Data entries:

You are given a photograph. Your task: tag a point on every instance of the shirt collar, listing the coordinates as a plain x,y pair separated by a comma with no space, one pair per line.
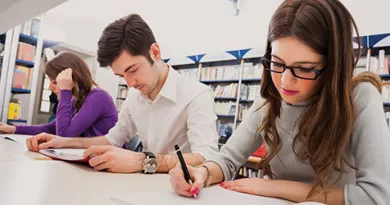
170,86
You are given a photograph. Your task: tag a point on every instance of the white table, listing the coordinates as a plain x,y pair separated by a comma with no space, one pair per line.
24,180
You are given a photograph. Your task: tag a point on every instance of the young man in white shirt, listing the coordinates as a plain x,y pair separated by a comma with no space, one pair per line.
163,107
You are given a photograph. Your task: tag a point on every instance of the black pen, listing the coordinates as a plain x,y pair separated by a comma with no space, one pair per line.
183,166
235,175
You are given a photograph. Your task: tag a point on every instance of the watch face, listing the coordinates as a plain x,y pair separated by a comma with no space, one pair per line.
150,165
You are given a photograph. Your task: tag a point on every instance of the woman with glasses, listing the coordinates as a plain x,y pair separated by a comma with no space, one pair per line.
325,132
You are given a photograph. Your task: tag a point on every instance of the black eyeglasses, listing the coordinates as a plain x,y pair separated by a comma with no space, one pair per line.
299,72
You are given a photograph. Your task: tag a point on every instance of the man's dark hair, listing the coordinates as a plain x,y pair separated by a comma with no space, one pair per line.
130,33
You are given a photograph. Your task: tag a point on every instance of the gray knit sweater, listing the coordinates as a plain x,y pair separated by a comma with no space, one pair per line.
368,150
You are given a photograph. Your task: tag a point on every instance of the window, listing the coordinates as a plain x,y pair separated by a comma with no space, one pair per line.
45,97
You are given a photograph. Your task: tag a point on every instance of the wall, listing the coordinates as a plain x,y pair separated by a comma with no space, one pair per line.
188,27
14,12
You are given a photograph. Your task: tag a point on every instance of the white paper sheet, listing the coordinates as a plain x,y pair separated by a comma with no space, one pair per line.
64,154
210,196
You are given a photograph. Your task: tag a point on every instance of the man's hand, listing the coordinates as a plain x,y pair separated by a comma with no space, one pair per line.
44,141
114,159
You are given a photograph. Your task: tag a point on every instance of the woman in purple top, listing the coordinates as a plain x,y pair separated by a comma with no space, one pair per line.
83,108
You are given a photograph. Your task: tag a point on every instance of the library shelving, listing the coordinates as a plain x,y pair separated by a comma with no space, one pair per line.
249,77
376,58
230,75
20,69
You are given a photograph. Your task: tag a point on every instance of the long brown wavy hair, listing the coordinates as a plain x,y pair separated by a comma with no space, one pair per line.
325,127
81,74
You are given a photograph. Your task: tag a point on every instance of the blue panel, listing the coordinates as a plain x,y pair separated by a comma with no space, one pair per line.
243,52
20,91
219,81
13,121
373,39
251,80
193,58
363,39
24,63
235,53
48,44
28,39
2,38
200,57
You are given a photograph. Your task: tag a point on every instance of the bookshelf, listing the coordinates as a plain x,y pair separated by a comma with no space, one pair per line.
376,58
20,69
249,79
230,75
121,94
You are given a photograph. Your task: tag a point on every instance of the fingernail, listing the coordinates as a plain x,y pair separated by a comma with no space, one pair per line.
194,191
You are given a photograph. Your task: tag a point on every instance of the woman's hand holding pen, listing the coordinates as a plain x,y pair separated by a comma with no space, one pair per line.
179,184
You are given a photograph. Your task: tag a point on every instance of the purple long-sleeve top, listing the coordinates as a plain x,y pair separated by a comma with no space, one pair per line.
96,117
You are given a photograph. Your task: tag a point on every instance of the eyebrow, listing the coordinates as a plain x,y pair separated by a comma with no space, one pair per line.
298,62
128,68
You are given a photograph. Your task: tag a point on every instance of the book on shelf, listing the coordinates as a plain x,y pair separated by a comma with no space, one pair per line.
231,72
249,92
21,78
122,92
224,129
225,108
25,52
376,64
191,73
225,91
251,71
119,104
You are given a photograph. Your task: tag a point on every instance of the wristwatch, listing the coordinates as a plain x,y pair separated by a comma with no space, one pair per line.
150,163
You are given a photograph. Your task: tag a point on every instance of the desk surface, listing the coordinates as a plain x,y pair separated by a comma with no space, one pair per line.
28,181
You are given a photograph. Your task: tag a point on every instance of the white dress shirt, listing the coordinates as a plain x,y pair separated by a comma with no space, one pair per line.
182,113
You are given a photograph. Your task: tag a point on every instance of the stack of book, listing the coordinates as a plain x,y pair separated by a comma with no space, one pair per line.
220,73
190,73
225,91
251,71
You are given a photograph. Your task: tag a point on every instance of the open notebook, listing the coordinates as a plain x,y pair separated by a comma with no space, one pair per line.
209,196
74,155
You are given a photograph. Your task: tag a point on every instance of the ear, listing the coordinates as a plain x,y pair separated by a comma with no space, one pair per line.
155,52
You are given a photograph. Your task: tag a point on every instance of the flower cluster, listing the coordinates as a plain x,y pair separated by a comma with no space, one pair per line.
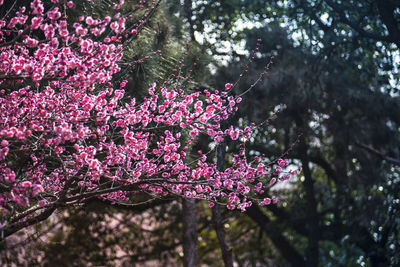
66,134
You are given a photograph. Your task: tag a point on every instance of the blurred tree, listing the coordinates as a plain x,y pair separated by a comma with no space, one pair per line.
336,79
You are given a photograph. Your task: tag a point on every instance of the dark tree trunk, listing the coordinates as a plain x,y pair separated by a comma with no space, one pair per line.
189,233
216,215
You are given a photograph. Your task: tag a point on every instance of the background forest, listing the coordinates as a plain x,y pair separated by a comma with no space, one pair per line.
332,94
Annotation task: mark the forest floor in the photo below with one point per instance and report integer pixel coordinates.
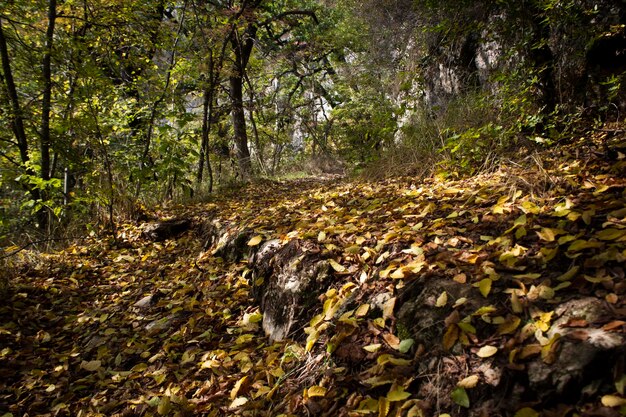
(497, 262)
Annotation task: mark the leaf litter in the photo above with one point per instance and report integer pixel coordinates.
(496, 262)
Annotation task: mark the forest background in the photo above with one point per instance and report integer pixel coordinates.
(109, 107)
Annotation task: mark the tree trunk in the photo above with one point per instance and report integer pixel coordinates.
(207, 115)
(47, 93)
(17, 122)
(239, 126)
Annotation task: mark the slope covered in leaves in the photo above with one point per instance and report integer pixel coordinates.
(446, 297)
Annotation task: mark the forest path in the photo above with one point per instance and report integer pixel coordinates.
(136, 327)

EXERCISE
Give the records again exactly, pictures left out.

REPLY
You are given a photograph. Your task: tag a point on every instance of the shirt collar, listing the coordinates as a plain x,y pair separated by a comma with no space, one pair per line.
170,86
You are given a photograph. Your task: tag a point on every instance of the white table, listing the coordinates as a plain x,y pair separated by a comma with no space, one pair per line.
24,180
You are given a photograph. Your task: tag a point on every instance of the young man in white shirt, listing the coordinates as a plain x,y pair separated by a comma with no space, one pair per line.
163,107
You are given a photograph. Your task: tag a point on every instance of the black pen, listing the coordinates as a plain x,y pair separated by a comma with no space, one pair per line.
183,166
235,175
You are given a photograph. Your task: tag a point on every instance of the watch face, listing the coordinates as a plain x,y pair separated by a comma with no space, one pair per line.
150,165
You are given a photograph. Your task: tag a point on every instance of the woman with glasses, listing the coordinates as a plain x,y pair separated by a comma with no space, one pair per line.
325,132
You are given a photograph. Your task: tag a point on every instance of the black eyeglasses, listing the coordinates as a plain x,y pair separated by a comma with no space, one pair per line.
299,72
You are given a photograph. Your task: tag a point on every instance of the man's dark hair, listing the coordinates as a plain x,y pair separated by a comma with no space, one pair per line.
130,33
You are given a photograph. Your task: tag a point on every instance of the gray knit sweater, listing the coordinates as a plain x,y pair separated by a comma with no space, one pair per line.
368,150
You are given a photograph. Your task: tag a point on every instance of the window, listing the coordinates as a plain x,y pair separated by a comma with no space, one pair per line.
45,97
You are given a photograph. Your task: tag a point on every instance of the wall, listing the coordinates as a plain x,y pair separated by a comma with no space, one pair per line.
188,27
14,12
You are given a photograph. Your task: tag a point on every instance of the white paper sheet, listing the coordinates as a plain x,y pair separated by a comma with no space, one pair per line.
64,154
210,196
You are given a photograph. Your task: tag a point on every instance of the man's hand, listing the coordinates as a plain x,y pair separated by a comma with no space, one pair per line.
44,141
114,159
You are given a photograph. Your task: tag a point on every instance of the woman in purple top, listing the coordinates as a plain x,y pair separated by a comma with no space, one pair per line.
83,108
You are given a photograph. Your task: tag a point on every instance of the library shelving, listing the coordinates as a plain x,y pair separated by a comma with no space, one pair per line.
249,77
376,58
230,75
20,69
You are given a photograph. Your task: tag a point on every instance of the long brown wavy hair, listing the coordinates as a plain x,y pair separated by a comma with no space, one pair per line.
325,127
81,74
You are given a photograph. Your task: tag a point on every instance of the blue panel, listing the coordinates as a plain x,y pair separated by a comma with no space, one pair per line.
243,52
20,91
219,81
13,121
373,39
251,80
193,58
363,39
24,63
235,53
48,44
28,39
2,38
200,57
You are given a photograph. Your task: tag a point on every instance of the bookshelf, listing the coordinates as a plain x,y pair separated by a comma with no space, one pair per line.
376,58
20,69
249,79
230,75
121,94
You are given a photograph. Your task: tag a point on every instance of the fingernail, listing the coordinates as a plain x,y pair separated by a comma with no space, one pair per line.
194,191
You are given a photograph. Your task: tag a point on every instance of the woman's hand holding pen, listing the coordinates as a plain x,y pair separated by a comma with no space, one pair per line.
179,184
You are given a photograph. Your task: tag a point on every instance of the purple long-sleeve top, listing the coordinates as a plain x,y pair separated by a comma with no space, one pair per line.
96,117
You are given a photograph. Your task: tag a point on every instance of the eyebrow, listing the coordinates as a plain x,y pair separated by a comma with no space, one pair per line.
298,62
128,68
You are given a photograph. Your task: tag a point on every instance of the book on shelf, listing the coordinates as a plain x,y pair separated by a comma with no space, one pair per line.
231,72
249,92
21,78
122,92
224,129
225,108
25,52
376,64
191,73
225,91
251,71
119,104
You are given a photograph. Your task: tag a point on every instance of the wristwatch, listing the coordinates as a plain x,y pair separated by a comma with no space, one pair per line.
150,163
You are given a photograph. Your task: tag a point on every instance of the desk surface, listing the coordinates as a plain x,y pair separated by a comma with no space, one pair per line.
28,181
You are given a photograph. Your task: tag a point on every instance of the white dress shirt, listing the coordinates as a plain x,y pair separated by a comma with no space, one pair per line.
182,113
You are given a photograph. Your task: tag a point on every instance of the stack of book, listing the coordinates as a plain x,y pair separated by a comma with no space, one pair per line.
220,73
190,73
225,91
251,71
You are given a photograph. Your task: tag a point on every instance of the open notebook, listing the coordinates as a plain x,y pair separated by a comma with no space, one pair per line.
209,196
74,155
You are given a photograph. Your task: tag a point on every instance of the ear, listing the coordinates as a plain x,y pair separated by a comma with no space, one pair per line.
155,52
You are given a photograph. Your task: tag a point on every instance of the flower cluster, listing the coordinates as a plain x,y pair separated by a comma with no space, one pair per line.
66,134
You are given a photograph. Your task: tag a point on every instance of the blurred tree, listing the coordinates as a plain x,y pair separated by a comma with no space, one pair per line.
336,79
You are given a photograph. Your task: tag a point on every instance of the dark tree trunk, listing the coordinates as a plain x,y pair separated by a comma with no space, one pair per line.
189,233
216,215
You are given a photograph. Your task: tag a point on every instance of the background forest, listing the coordinates as a plain x,y pair separated by a comma with no space, one pair per line.
332,94
Annotation task: mark the forest floor in the photo below with one point per instance and report integer pixel coordinates.
(497, 262)
Annotation task: mark the leaf litter in the photo above with one point per instance and report integer pixel coordinates.
(496, 262)
Annotation task: mark the forest background in the photo above with one point per instance and report integer pixel coordinates.
(109, 107)
Annotation task: mark the tree trunk in the photo above with one point per instance and report integer pixel coordinates.
(207, 115)
(47, 93)
(17, 122)
(239, 126)
Annotation task: mark the slope covered in leaves in the photo above with one point per instance and report integer pixel coordinates.
(446, 297)
Annotation task: mark the forest path in the photo above with one point per instance and report integer pixel coordinates.
(136, 327)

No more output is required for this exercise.